• **TASK DETAILS**
Reproduce the full listing below unchanged, apart from the pictures.

Saved data entries
☆ ☆ ☆ ☆

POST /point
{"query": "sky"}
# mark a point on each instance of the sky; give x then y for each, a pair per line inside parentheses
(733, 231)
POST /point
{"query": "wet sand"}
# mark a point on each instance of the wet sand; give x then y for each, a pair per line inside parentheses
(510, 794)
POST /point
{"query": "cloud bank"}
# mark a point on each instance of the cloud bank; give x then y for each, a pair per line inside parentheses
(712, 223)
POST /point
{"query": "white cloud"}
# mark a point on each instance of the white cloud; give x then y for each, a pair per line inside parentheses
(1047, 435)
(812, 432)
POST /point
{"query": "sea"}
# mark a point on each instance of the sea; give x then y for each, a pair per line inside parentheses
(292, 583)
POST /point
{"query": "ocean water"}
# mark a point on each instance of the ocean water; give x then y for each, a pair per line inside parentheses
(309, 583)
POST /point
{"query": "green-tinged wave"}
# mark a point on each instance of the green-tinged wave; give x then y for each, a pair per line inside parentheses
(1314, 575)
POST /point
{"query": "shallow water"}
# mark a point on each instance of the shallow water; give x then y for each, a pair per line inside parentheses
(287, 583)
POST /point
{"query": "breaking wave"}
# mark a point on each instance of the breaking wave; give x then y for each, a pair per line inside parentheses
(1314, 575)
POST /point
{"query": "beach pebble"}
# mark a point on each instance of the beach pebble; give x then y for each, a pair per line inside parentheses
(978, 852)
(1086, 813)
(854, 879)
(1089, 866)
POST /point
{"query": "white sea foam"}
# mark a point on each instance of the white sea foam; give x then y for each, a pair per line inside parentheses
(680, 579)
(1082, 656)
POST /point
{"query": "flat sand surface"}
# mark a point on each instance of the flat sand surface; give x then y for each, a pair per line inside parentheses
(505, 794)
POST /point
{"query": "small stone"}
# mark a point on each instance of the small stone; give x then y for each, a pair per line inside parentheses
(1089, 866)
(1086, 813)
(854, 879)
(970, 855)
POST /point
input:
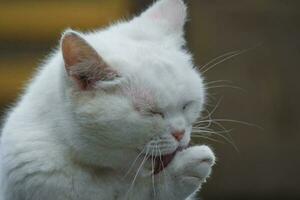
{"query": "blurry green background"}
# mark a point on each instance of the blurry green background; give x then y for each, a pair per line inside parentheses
(267, 164)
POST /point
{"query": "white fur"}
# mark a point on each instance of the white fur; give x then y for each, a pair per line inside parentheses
(62, 143)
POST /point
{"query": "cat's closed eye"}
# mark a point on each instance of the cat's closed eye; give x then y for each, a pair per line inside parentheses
(157, 113)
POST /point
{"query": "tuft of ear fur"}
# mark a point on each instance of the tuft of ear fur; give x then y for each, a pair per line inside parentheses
(83, 64)
(169, 14)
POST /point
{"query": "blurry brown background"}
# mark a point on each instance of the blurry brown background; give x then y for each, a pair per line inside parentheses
(267, 164)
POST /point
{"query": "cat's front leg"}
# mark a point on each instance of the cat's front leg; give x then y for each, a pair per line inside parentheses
(186, 173)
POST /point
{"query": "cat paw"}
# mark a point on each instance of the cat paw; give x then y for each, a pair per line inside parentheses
(193, 165)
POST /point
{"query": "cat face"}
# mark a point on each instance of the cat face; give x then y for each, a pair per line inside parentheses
(133, 85)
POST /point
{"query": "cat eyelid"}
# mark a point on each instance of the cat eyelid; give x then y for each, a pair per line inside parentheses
(187, 104)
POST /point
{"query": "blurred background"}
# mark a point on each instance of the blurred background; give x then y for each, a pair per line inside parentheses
(262, 164)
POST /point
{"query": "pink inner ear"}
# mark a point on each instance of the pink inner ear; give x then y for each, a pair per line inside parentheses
(83, 63)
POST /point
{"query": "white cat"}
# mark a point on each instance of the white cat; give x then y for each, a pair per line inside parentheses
(109, 117)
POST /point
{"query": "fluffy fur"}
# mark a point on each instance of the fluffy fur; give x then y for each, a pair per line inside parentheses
(101, 109)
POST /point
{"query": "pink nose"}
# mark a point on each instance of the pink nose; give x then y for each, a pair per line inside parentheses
(178, 135)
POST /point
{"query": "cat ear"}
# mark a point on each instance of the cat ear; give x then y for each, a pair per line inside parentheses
(83, 64)
(169, 14)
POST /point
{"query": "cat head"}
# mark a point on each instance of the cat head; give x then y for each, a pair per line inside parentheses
(133, 85)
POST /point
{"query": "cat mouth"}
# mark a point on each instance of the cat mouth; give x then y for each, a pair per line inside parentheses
(161, 162)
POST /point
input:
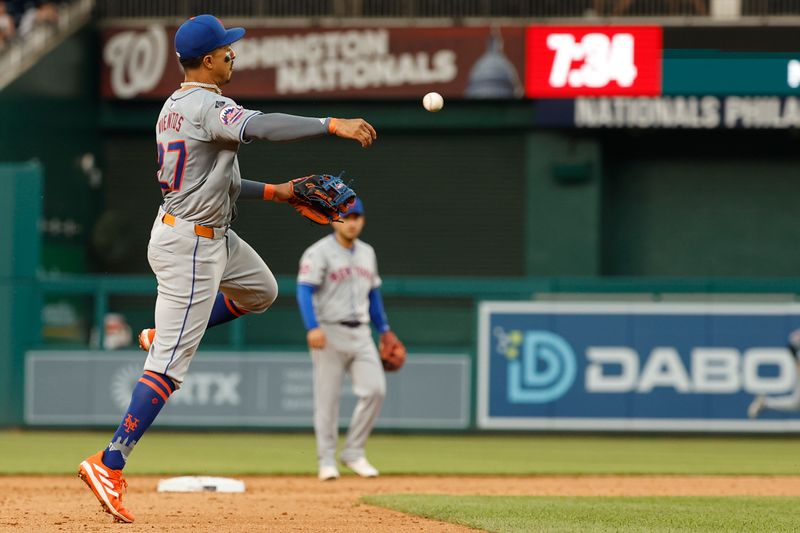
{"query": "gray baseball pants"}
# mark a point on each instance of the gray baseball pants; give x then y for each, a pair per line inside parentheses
(347, 350)
(190, 271)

☆ ☆ ☆ ☆

• **RESULT BELOW**
POST /point
{"query": "sky"}
# mark a point on each instance of the sky; give x then y for each, a pair per line inside parentheses
(733, 231)
POST /point
{"query": "wet sand"}
# mark a point on each instance of the wet sand; give x then y for each, a pair per line inside parentheses
(510, 794)
POST /point
{"query": "cloud bank"}
# mark a point on each instance of the cloud bank; give x then y for each, a pair per line inside parentheses
(712, 223)
POST /point
{"query": "white cloud"}
# mark a point on each instance of the white cloud; give x then y for each, a pair per line inside parentheses
(1047, 435)
(812, 432)
POST /point
{"query": "sea"}
# mark a point on each instance of the sea; give x then y for each, a pair per line inside parentheses
(292, 583)
POST /point
{"query": "ocean water"}
# mark a point on each instance of the ocean water; give x then y for each, a pair per line inside parentheses
(309, 583)
POST /point
{"query": "green-tinged wave"}
# mark a point on each instance of the green-tinged wave; give x then y for each, a pair per line inside parentheses
(1314, 575)
POST /point
{"query": "shallow water"}
# mark a point on each instance of the shallow water; give x then y for each, a pair per line inside parentheses
(287, 583)
POST /point
{"query": "breaking wave"}
# mark a point on each instance of the breaking wave; give x then y for each, a pair per line inside parentheses
(1314, 575)
POST /point
{"query": "beach pebble"}
# mark a point on each instance of the beach pebble; give x then y for each, a pair per line inside parentheses
(978, 852)
(1086, 813)
(854, 879)
(1089, 866)
POST /point
{"query": "white sea foam"}
# mark a point on each instance of the white sea foam; give x then y for each, a pair per line inside parentheses
(680, 579)
(1082, 656)
POST /point
{"query": "flat sand surface"}
# mark a point on each instance of the flat sand surface; give x then y for each, a pair per line inside parentheses
(505, 794)
POST /point
{"query": "small stone"}
# mark a point on each instance of the small stone; give x then y for each, a pair per line inside parentheses
(1089, 866)
(1086, 813)
(854, 879)
(970, 855)
POST /point
input:
{"query": "blurry green background"}
# mark a point on each instance of the blurry green background; give x then y for each, a pair per line inside parentheses
(267, 164)
POST /point
{"query": "white fur"}
# mark a point on each instance of the white fur; give x then y for each, a pair per line inside parentheses
(62, 143)
POST /point
{"query": "cat's closed eye"}
# mark a point on each instance of the cat's closed eye; give x then y for each, a pair per line inside parentheses
(157, 113)
POST /point
{"query": "tuft of ear fur"}
# mark a point on each instance of the tuft of ear fur; give x then y for each, a pair per line inside parentheses
(83, 64)
(169, 14)
POST /point
{"query": "blurry brown background"}
# mark a point on each instance of the blurry brown background; give x then y for each, a pair per line inside parentheses
(267, 164)
POST /point
{"query": "cat's front leg"}
# mark a point on each instance of the cat's front leg; give x then y for each, a pair per line inside parentheses
(186, 173)
POST /point
{"query": "cat paw"}
# mark a point on each instance of the cat paw; give x then y for each, a pair per line inside parentheses
(193, 165)
POST /point
{"query": "cat face"}
# mark a point on each instance of the cat face; give x then y for each, a pair per line inside parentheses
(133, 85)
POST /point
{"query": "cat eyelid"}
# mark a point on each instance of the cat eyelid; give x then y for each, a pair per line inside parentheses
(187, 104)
POST /point
{"query": "blurred background"}
# mark a point on each instance of the blurred background; give x then y for each, a pair per line inside parentheses
(262, 164)
POST /point
{"query": "pink inner ear"}
# mark a point on each instance of the pink inner ear; give x then y for each, a pair per line inside parentheses
(83, 63)
POST /point
{"query": "white cat"}
# mark a point on each instance of the white cat; give x then y for each, a pair per line inside parentheses
(109, 117)
POST /point
{"query": "fluffy fur"}
# mark a point on each instance of the fluffy fur; give x then y for each, a pair per line inside parentheses
(101, 109)
POST /point
{"query": "pink nose"}
# mark a point on each instance of the pink nose; give x then y for each, a pair per line inside parentheses
(178, 135)
POST /point
{"query": "cat ear"}
# mark a point on each instance of the cat ear; give x then y for each, a pair per line inside parentheses
(83, 64)
(169, 14)
POST /point
{"query": "cat head"}
# mark a point on each instance of the cat head; give x then y for each, a pair per line inside parentheses
(133, 85)
POST /point
{"query": "cat mouth"}
# mark a point on each instance of the cat mouth; give x then y for each, a pair per line inside parentheses
(161, 162)
POST /point
input:
{"query": "gray baseball pants"}
# mark a point on each instance of the gray baseball pants; give x then y for each, a pair per line inside parentheses
(347, 350)
(190, 271)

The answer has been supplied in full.